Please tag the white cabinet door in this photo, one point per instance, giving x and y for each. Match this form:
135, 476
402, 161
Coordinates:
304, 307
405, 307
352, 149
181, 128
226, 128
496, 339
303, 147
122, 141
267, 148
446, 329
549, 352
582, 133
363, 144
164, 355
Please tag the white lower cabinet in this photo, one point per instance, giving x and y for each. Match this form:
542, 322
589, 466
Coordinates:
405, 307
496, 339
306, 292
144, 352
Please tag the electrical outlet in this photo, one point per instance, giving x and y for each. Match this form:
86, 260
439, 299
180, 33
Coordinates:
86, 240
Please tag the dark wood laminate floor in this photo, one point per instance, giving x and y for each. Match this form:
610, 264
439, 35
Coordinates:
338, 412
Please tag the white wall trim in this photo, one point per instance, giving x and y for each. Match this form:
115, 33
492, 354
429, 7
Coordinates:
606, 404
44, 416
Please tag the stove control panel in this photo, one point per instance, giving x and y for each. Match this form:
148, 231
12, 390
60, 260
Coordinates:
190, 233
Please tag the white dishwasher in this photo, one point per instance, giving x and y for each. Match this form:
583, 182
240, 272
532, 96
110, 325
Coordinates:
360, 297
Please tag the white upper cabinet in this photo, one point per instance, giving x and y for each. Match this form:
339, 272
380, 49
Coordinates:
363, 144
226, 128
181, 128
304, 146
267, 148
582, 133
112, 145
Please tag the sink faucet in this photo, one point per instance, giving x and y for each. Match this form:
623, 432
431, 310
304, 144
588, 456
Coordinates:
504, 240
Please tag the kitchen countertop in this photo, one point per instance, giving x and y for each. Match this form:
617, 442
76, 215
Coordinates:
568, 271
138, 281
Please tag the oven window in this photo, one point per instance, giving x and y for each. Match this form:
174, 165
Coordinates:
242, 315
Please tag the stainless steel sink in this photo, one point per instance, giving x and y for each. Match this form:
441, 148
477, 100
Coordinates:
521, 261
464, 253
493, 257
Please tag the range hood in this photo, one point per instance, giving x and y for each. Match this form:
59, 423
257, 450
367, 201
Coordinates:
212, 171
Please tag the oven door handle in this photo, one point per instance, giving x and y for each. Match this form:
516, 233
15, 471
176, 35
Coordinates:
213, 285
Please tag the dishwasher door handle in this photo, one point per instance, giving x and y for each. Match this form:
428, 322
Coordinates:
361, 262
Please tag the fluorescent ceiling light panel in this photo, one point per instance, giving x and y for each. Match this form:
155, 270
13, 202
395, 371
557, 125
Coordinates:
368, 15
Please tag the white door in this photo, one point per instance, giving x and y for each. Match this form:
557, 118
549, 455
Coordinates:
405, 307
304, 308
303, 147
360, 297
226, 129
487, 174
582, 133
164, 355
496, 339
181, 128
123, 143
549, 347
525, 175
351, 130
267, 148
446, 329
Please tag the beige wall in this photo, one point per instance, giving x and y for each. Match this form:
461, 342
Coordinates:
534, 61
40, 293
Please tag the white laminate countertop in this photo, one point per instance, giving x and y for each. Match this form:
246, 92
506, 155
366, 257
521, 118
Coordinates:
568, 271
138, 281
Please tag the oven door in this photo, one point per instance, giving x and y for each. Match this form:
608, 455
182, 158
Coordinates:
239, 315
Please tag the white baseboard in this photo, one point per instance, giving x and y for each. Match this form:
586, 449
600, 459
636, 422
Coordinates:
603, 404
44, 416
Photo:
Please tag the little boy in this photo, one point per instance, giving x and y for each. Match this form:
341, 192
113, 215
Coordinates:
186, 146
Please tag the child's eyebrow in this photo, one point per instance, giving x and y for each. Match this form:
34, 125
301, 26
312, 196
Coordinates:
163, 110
--------
This exercise asks for every line of the records to be repeated exactly.

Please tag the white cabinet door in this photo, one point per instance, giving x and y for each. Match this form:
135, 476
402, 161
Coordinates:
304, 307
405, 307
352, 149
181, 128
226, 128
496, 339
303, 147
122, 141
267, 148
446, 329
549, 352
582, 133
363, 144
164, 355
Please tag the white lower cabinet in this photo, one point per instance, giving x and y for each. Match this form:
542, 322
589, 466
Coordinates:
405, 307
496, 339
306, 292
144, 352
Please tag the electrical outlet in this photo, one point per instance, giving x and y for each. Match this form:
86, 260
439, 299
180, 33
Coordinates:
86, 240
Please tag the dark wood laminate floor in this photo, one point per instance, giving x and y for each. Match this form:
610, 264
439, 35
Coordinates:
338, 412
Please tag the white wall trim in this photo, one point per instance, giving x and y for each. Match this form:
115, 33
492, 354
429, 7
Coordinates:
606, 404
44, 416
Please tag the stove control panel in this photo, one point per instance, giving x and y for each. Match this form:
148, 231
12, 390
60, 260
Coordinates:
190, 233
Please tag the white dishwasher in this photo, one point per instance, giving x and y for each. Match this form:
583, 182
240, 272
532, 96
110, 325
Coordinates:
360, 297
Please tag the white upper cabinet in this photo, one point per instance, giving x and y for each. Match this form:
339, 272
380, 49
Coordinates:
363, 144
226, 128
181, 128
304, 146
267, 148
582, 133
112, 145
Please tag the sink faucet in this photo, one point per instance, giving x and y for each. Match this form:
623, 432
431, 310
304, 144
588, 456
Coordinates:
504, 240
Please tag the kitchen countertop in this photo, one point per instance, giving x and y for each. Match this form:
617, 442
76, 215
Coordinates:
568, 271
138, 281
Please tag the oven window in this photo, one point per instance, giving x and y for each. Match this form:
174, 165
Coordinates:
242, 315
Please tag the stainless steel sink in this photo, one point per instance, giving x and y for each. Match this form:
441, 148
477, 100
Coordinates:
521, 261
464, 253
493, 257
Please tag the range hood in this photo, one point per instance, giving x and y for each. Match this form:
59, 423
257, 450
367, 201
Coordinates:
212, 171
Please tag the oven door handle in this photo, one point per instance, giving x and y for each. Match this form:
516, 233
15, 471
176, 35
Coordinates:
213, 285
Please tag the dishwasher door handle in this photo, one point per instance, giving x and y for each. Match this form:
428, 322
Coordinates:
361, 262
Please tag the fluorescent ceiling light panel in this photo, one point per instance, giving x and y for each. Match this form:
155, 270
13, 202
395, 371
557, 125
Coordinates:
368, 15
Please tag the white door in this photo, one point per instance, giving x and y for each. Match this form:
557, 118
549, 455
Coordinates:
405, 307
304, 308
303, 147
360, 297
226, 129
487, 174
582, 133
164, 355
496, 339
181, 128
123, 143
549, 347
525, 175
351, 130
267, 148
446, 329
Please tag the beige wall in this photo, one point per instance, giving x and y for each. Match this form:
461, 342
Coordinates:
534, 61
40, 293
Please tag the white laminate countertop in this photo, one point per instance, giving x and y for each. Match this form:
246, 92
506, 155
366, 257
521, 118
Coordinates:
568, 271
138, 281
Please tag the oven door in this photo, one point per instance, giving x and y for each. Match this form:
608, 455
182, 158
Coordinates:
239, 315
Please tag the white baseboard in this photo, one point per instance, giving x and y for each. Match this form:
586, 449
600, 459
636, 422
Coordinates:
603, 404
44, 416
Photo:
Please tag the little boy in this photo, one point per instance, giving x and y for each. Match this form:
341, 192
113, 215
Coordinates:
186, 146
Please tag the child's eyebrow in this photo, one point per instance, giving x and y for each. Match this form:
34, 125
301, 26
312, 196
Coordinates:
163, 110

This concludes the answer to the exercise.